## Start Entries provided

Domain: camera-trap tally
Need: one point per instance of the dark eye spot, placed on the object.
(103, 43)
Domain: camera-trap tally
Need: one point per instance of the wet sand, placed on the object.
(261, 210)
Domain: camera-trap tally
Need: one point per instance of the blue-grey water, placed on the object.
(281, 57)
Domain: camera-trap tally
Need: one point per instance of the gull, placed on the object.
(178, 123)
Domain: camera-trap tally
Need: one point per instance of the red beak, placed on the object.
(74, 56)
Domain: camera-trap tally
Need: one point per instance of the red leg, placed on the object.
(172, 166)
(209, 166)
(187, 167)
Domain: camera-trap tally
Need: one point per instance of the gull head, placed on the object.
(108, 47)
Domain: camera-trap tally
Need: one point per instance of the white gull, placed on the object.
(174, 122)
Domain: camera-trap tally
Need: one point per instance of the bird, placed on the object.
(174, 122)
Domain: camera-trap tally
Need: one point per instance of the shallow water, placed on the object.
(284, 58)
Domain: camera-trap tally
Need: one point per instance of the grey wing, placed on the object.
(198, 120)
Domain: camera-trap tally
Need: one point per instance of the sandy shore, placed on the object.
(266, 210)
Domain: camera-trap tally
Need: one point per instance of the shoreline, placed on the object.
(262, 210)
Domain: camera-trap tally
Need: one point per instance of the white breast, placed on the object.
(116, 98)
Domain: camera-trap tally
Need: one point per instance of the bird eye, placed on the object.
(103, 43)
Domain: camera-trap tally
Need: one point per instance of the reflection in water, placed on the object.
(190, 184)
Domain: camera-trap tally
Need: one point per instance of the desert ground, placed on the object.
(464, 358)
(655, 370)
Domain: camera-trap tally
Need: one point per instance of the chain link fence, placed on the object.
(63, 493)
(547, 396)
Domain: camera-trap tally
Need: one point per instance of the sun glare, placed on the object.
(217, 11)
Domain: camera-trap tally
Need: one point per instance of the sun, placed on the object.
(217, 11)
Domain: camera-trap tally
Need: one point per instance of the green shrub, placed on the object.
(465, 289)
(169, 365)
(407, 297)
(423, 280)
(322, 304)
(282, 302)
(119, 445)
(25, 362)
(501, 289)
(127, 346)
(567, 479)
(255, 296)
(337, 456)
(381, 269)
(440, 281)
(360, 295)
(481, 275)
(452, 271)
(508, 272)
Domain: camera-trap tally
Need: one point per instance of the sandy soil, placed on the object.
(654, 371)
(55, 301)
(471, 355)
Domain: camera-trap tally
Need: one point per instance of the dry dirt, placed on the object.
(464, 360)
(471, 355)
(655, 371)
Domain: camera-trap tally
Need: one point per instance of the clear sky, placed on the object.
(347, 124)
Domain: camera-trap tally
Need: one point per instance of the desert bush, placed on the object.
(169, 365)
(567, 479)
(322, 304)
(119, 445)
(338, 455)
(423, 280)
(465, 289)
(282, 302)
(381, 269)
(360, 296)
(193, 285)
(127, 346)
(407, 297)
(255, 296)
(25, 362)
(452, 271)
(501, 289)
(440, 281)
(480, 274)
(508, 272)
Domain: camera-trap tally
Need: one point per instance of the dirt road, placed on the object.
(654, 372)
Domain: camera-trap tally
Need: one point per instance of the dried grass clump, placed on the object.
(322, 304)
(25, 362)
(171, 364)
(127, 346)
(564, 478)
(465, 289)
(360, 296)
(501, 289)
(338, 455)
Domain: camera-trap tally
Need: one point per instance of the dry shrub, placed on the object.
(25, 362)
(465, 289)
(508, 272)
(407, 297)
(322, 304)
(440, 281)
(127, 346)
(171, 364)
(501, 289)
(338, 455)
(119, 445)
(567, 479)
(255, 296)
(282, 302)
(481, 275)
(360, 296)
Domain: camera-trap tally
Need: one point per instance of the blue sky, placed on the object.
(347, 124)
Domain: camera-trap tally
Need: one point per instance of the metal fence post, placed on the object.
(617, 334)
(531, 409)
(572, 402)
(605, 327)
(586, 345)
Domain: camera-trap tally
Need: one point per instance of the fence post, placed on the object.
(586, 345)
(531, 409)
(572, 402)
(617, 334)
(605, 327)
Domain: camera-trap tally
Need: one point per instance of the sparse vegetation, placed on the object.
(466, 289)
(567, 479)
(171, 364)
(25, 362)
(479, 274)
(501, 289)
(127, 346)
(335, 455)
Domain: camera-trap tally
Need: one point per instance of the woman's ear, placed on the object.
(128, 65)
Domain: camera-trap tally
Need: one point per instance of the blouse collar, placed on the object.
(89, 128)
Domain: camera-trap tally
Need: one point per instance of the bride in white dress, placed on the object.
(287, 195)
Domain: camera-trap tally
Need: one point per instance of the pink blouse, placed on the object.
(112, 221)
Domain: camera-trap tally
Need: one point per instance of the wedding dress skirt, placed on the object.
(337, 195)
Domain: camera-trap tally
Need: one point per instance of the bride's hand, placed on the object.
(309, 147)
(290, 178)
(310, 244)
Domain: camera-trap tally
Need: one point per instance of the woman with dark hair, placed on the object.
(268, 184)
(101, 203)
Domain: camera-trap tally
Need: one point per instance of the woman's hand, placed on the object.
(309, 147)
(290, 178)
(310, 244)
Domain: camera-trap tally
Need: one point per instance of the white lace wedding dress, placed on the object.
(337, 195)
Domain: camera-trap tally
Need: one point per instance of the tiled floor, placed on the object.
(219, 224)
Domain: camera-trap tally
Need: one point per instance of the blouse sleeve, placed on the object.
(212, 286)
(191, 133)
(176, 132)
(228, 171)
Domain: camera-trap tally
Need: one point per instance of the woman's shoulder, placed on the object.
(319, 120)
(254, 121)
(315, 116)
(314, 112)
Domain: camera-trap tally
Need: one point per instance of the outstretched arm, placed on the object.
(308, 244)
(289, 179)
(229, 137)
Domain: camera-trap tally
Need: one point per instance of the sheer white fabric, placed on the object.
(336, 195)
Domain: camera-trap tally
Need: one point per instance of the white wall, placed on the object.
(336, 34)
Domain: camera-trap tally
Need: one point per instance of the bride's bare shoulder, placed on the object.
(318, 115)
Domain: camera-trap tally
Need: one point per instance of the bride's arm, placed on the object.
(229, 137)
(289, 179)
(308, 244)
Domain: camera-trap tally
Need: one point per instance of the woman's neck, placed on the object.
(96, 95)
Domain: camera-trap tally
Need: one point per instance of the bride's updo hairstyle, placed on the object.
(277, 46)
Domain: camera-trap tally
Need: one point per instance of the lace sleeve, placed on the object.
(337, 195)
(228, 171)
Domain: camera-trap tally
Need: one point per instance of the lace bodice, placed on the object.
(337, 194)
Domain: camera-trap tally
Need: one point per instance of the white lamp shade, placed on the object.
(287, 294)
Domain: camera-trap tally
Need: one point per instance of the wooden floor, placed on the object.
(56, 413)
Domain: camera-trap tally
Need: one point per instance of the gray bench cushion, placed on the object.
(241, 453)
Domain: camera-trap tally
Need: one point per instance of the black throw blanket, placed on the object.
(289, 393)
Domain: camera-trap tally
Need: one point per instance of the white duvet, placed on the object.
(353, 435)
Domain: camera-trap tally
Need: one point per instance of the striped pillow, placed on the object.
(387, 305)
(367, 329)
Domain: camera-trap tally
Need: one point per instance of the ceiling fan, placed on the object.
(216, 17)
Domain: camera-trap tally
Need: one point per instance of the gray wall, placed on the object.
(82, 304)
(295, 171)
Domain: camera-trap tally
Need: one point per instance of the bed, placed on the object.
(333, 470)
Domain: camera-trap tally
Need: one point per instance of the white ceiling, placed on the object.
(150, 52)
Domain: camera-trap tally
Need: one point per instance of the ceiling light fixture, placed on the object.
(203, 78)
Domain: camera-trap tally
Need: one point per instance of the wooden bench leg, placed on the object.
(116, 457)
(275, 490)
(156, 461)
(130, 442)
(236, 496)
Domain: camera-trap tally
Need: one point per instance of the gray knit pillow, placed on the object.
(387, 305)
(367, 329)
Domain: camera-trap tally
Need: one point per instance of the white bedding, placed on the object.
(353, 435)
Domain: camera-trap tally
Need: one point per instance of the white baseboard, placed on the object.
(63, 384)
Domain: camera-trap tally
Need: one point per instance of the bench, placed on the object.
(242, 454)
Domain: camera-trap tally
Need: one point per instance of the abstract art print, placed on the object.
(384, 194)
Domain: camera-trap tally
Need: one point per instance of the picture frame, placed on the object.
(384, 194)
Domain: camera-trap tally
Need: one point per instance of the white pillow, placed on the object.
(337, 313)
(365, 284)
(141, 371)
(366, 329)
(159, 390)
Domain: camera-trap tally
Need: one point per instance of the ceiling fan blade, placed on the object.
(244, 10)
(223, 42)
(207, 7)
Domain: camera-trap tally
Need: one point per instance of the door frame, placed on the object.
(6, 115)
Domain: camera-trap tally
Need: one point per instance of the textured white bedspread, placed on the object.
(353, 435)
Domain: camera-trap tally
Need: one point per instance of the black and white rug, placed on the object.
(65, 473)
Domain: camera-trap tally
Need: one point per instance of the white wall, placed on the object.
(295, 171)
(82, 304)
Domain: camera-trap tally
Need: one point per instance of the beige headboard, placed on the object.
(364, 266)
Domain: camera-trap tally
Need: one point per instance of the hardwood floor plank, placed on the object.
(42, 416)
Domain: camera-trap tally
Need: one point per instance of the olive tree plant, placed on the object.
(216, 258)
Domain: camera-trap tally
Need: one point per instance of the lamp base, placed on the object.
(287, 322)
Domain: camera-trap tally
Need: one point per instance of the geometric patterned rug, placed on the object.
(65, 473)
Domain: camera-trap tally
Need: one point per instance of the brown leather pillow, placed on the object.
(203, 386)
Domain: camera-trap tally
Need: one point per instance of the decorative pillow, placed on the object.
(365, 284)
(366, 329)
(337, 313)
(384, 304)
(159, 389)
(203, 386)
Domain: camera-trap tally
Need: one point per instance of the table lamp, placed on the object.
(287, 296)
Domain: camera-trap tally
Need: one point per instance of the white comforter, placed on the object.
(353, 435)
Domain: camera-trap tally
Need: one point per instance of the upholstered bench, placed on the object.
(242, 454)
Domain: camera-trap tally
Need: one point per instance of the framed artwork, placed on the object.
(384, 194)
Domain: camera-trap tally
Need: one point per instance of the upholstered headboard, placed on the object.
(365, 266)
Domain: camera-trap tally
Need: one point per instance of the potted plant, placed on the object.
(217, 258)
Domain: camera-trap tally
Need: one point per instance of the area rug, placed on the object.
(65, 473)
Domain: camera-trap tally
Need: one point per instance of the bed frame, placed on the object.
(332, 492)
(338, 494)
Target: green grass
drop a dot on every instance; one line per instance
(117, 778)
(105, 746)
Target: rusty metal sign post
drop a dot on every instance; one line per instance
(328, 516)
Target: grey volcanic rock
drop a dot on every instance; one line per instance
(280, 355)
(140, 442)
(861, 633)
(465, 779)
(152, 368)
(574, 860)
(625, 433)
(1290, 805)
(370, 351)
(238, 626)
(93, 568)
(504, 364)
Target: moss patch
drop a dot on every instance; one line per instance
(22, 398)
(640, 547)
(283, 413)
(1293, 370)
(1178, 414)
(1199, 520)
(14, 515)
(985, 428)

## End Entries provided

Repeat everything from the line containing "Target: green grass" down to the end of the lines above, including both ends.

• _Written solution_:
Target: green grass
drop a dot on every instance; one line per instance
(117, 778)
(105, 746)
Target: rusty metal sign post
drop a dot on every instance; one line per instance
(328, 516)
Target: grey volcanic rock
drop a dot on every instance; one line per instance
(280, 355)
(140, 442)
(861, 633)
(465, 779)
(152, 368)
(574, 860)
(625, 433)
(1290, 805)
(370, 351)
(238, 626)
(93, 568)
(504, 364)
Target: moss patch
drop a dot on every instance; one line per instance
(22, 398)
(640, 547)
(283, 413)
(1293, 370)
(1178, 414)
(1199, 520)
(14, 515)
(985, 428)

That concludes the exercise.